:: Source document ::
--*--

Study Shows Teletherapy Is Effective for Depression in Individuals with Parkinson Disease

  • Cognitive therapy
  • Major depressive disorder
  • Movement disorders
  • Parkinson disease

 A study (NCT02505737) shows cognitive-behavioral therapy (CBT) by telephone may reduce depression symptoms for people with Parkinson disease (PD). After 3 months of 1-hour long weekly CBT by telephone, participants depression had improved from moderate to mild. The improvements were maintained for 6 months after therapy was ended. Participants who had usual therapy (eg, antidepressants, other forms of talk therapy) had no change in their depression over the same time period, which indicates mild depression. 

Participants’ care partners, such as spouses, other family members, or close friends, were trained to help participants use the new skills. After 3 months, participants could choose to continue the sessions once a month for 6 months. The sessions focused on teaching new coping skills and thinking strategies that were individually tailored to each participant’s experience with PD.

--*--

Image-grounded pointing data
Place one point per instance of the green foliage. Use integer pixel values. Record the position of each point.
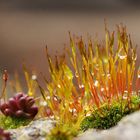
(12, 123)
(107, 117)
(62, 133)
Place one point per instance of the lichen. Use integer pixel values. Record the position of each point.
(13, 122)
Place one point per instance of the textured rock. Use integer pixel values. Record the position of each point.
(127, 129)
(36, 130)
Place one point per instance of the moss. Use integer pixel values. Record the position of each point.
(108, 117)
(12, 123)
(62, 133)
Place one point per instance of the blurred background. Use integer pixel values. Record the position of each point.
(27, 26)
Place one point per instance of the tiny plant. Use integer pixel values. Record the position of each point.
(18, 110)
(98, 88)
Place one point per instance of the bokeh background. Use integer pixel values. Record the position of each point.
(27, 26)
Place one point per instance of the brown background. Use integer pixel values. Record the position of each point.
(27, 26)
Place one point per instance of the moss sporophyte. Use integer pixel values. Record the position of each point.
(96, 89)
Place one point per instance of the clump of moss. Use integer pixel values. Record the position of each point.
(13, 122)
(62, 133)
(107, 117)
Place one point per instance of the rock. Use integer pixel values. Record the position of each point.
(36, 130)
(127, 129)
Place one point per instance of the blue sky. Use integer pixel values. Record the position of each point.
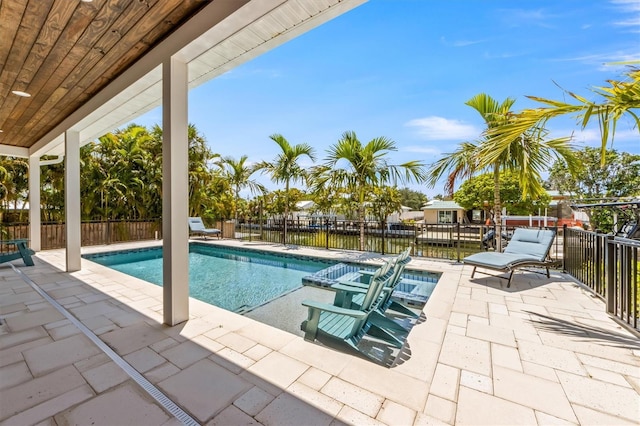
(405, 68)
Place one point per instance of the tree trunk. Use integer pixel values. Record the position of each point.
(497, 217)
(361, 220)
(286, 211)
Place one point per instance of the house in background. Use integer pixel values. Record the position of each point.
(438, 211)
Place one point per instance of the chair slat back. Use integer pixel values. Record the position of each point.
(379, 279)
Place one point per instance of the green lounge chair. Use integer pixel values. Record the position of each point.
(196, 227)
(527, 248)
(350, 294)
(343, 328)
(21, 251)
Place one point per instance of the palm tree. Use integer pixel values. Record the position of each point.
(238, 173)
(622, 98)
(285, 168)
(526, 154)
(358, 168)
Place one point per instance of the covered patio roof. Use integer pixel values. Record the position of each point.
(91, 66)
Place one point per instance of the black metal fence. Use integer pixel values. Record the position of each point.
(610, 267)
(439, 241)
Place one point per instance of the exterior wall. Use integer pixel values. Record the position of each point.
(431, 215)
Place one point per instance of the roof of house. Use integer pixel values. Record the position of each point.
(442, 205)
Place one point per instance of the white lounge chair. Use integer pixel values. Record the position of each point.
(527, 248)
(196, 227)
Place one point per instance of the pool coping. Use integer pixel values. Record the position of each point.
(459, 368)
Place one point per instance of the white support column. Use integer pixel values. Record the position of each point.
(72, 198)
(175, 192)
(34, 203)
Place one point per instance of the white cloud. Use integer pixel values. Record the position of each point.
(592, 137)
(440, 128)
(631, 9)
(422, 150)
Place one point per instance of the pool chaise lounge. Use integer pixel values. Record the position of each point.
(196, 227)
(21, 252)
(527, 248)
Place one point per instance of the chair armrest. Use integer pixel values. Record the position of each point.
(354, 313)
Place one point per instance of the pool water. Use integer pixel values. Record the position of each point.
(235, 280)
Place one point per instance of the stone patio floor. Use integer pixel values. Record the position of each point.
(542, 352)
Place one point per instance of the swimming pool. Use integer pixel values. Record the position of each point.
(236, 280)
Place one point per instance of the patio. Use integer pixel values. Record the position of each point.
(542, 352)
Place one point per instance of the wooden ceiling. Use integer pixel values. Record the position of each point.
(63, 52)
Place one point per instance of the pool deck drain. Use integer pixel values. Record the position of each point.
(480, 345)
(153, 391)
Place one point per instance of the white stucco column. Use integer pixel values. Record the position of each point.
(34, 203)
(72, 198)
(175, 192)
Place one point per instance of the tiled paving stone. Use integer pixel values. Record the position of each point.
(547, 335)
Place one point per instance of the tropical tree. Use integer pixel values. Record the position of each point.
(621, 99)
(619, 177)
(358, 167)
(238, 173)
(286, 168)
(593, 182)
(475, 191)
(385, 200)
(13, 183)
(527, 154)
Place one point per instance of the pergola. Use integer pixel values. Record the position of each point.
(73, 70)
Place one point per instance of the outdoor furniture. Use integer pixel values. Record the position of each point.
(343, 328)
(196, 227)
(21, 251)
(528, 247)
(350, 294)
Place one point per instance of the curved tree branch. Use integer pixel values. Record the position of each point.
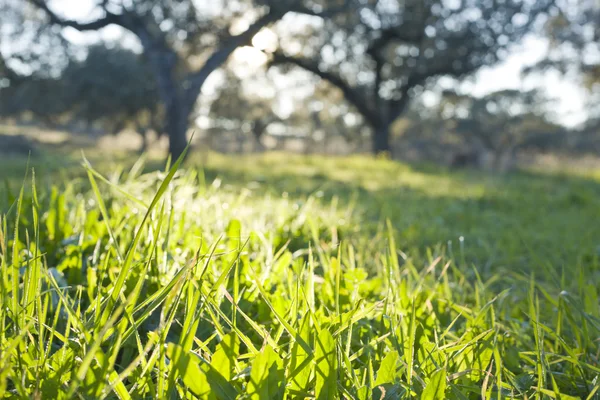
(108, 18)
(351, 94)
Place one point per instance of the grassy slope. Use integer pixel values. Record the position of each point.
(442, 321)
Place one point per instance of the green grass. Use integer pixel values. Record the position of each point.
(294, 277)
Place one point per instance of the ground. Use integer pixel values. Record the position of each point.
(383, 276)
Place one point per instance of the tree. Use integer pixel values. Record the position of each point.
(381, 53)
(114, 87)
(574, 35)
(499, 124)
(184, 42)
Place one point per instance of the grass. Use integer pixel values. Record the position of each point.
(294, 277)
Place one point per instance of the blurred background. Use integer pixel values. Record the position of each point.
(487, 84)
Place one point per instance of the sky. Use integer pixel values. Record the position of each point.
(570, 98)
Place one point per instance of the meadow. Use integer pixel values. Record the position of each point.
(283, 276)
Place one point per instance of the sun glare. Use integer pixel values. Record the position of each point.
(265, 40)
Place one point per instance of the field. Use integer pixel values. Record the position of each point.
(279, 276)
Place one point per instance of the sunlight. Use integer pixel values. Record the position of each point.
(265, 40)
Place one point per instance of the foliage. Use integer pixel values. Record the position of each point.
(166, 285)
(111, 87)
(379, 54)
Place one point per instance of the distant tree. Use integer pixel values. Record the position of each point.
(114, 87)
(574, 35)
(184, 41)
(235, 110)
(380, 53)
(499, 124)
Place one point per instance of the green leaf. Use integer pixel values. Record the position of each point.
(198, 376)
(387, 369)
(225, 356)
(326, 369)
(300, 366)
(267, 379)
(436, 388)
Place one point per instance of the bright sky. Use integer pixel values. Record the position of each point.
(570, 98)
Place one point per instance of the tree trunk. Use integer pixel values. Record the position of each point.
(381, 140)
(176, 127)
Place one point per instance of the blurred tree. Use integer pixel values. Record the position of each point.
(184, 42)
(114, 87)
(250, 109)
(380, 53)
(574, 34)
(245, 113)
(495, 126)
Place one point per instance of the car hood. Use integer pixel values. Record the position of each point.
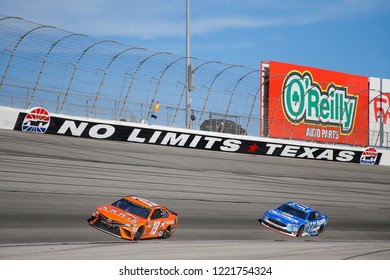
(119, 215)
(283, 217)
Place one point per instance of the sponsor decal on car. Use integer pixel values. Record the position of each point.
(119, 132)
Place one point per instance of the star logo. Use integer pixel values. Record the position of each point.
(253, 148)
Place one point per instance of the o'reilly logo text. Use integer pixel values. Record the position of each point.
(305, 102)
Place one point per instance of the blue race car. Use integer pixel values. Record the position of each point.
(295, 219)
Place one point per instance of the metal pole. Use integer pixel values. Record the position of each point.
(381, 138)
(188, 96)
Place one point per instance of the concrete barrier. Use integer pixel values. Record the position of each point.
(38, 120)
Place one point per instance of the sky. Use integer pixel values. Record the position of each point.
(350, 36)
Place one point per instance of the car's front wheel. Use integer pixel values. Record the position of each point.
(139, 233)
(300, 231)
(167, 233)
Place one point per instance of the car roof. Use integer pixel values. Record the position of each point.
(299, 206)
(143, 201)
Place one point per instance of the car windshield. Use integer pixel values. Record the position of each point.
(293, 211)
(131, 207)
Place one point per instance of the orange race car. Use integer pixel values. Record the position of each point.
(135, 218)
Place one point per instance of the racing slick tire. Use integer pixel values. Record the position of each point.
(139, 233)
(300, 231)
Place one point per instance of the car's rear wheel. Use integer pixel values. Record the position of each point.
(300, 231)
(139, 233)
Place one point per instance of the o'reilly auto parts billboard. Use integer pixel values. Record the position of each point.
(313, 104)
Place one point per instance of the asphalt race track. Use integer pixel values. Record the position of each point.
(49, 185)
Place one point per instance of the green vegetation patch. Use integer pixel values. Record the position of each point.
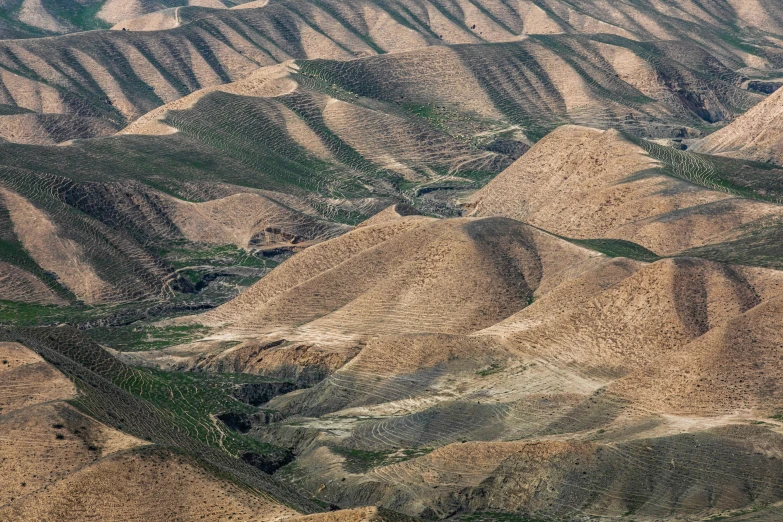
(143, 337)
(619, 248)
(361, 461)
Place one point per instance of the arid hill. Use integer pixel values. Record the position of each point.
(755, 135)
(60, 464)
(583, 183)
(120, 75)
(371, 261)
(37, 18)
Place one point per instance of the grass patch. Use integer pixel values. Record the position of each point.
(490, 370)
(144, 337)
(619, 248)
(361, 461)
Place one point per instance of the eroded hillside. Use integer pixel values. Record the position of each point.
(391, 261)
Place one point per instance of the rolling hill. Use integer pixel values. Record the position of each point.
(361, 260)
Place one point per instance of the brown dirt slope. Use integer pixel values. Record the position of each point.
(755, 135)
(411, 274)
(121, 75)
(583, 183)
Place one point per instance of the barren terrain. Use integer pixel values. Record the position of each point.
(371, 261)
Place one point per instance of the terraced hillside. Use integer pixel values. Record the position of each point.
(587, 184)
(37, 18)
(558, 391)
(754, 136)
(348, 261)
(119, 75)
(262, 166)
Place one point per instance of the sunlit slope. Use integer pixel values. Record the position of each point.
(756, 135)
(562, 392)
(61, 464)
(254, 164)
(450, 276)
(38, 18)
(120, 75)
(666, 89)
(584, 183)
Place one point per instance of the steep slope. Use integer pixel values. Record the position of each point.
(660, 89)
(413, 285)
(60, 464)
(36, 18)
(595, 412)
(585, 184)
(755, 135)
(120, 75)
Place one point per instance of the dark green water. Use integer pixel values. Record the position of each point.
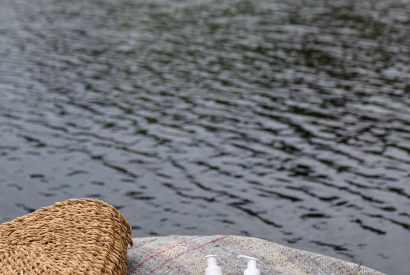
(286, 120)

--*--

:: Tasks for this exercise ::
A. From the teletherapy article, list the examples it gives of participants' care partners.
B. Using the teletherapy article, say whether each statement agrees with it: (i) In the first 3 months, the CBT sessions were weekly and 1 hour long. (ii) The improvements faded within 6 months after therapy ended. (iii) After 3 months, participants could choose to continue with monthly sessions for 6 months.
The records are separate material and have no connection to the teletherapy article.

:: Results by task ::
A. spouses; other family members; close friends

B.
(i) Yes: "After 3 months of 1-hour long weekly CBT by telephone"
(ii) No: "The improvements were maintained for 6 months after therapy was ended."
(iii) Yes: "After 3 months, participants could choose to continue the sessions once a month for 6 months."